(Source data)
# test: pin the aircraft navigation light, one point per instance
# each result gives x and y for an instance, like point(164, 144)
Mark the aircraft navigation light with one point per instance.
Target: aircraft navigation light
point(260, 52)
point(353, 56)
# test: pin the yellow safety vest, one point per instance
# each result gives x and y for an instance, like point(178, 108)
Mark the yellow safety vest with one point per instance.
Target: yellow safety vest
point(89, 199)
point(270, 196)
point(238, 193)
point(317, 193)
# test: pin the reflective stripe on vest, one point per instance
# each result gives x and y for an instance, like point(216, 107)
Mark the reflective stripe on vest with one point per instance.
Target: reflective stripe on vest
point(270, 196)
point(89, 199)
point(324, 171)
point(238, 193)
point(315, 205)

■ WHAT THE EXERCISE ASKS ■
Extract each line of the material exactly as it stands.

■ FINAL RESULT ■
# test: pin the aircraft navigation light, one point per instance
# each result gives x and y for an instance, like point(164, 144)
Mark the aircraft navigation light with one point per instance.
Target: aircraft navigation light
point(260, 52)
point(353, 56)
# test: pin the yellow safety vest, one point per instance
# each result gives x and y for an instance, like point(178, 108)
Mark the yellow safety vest with one point per instance.
Target: yellow safety vest
point(89, 199)
point(270, 196)
point(238, 193)
point(317, 193)
# test: pin the reflective stripe on vest, one point per instance
# each result gives x and y for an instance, like point(216, 107)
Mark the reflective stripe on vest with one point per instance.
Target: reflective stripe on vest
point(270, 196)
point(89, 199)
point(324, 171)
point(238, 193)
point(315, 205)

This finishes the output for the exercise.